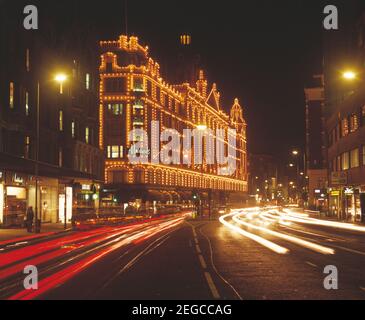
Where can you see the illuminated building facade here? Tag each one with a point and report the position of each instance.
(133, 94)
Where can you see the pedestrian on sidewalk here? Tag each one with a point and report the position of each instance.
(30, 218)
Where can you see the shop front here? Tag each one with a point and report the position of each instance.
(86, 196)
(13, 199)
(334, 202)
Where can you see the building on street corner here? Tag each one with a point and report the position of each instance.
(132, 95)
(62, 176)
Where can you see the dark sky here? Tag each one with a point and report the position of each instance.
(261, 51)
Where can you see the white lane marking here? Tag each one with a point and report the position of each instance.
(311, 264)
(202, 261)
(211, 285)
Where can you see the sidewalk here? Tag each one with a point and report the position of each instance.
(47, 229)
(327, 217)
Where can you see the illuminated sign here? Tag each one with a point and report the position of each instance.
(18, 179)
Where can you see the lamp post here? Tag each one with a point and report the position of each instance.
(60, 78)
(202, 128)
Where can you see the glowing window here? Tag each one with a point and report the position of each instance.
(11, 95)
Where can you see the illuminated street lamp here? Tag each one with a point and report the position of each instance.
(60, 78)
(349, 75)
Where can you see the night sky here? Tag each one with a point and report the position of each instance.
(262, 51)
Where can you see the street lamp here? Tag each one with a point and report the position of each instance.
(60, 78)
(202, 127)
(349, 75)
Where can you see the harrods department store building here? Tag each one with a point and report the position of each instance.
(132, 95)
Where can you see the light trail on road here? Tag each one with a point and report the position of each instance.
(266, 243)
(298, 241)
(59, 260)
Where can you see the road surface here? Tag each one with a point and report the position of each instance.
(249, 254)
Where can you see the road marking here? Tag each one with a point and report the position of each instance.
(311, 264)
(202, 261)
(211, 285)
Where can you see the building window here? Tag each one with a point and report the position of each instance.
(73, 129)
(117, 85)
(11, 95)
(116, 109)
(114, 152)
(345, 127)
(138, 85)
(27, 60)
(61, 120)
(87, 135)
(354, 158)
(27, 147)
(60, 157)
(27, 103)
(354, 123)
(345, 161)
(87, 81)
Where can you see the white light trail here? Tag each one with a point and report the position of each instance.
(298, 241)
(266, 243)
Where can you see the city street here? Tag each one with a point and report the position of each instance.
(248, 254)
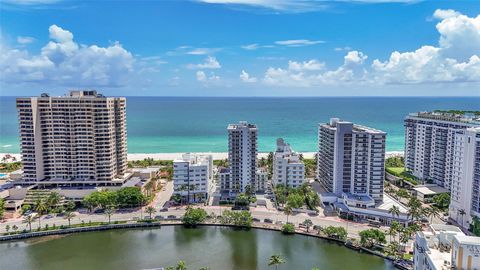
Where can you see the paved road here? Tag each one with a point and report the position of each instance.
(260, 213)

------------------------------------------------

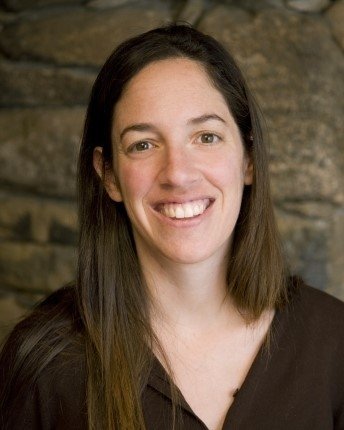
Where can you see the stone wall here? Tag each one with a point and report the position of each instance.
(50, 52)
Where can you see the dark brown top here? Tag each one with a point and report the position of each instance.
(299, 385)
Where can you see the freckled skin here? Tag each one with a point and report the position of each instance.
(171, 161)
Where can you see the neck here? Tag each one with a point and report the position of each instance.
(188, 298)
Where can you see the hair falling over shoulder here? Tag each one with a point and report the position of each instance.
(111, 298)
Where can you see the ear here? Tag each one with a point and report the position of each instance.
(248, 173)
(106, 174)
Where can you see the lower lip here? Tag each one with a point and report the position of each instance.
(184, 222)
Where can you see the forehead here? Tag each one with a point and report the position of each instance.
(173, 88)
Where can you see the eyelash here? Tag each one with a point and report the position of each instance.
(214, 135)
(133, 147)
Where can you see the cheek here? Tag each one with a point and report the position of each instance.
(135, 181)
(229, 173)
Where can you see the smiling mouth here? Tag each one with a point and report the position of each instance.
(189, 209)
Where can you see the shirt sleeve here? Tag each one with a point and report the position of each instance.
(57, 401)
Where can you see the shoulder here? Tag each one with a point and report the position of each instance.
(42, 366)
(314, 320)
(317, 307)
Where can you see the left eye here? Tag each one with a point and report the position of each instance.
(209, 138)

------------------------------------------------

* Set exercise *
How many lines in the material above contain the word "shoulder"? Reply with the number alone.

* Correct output *
2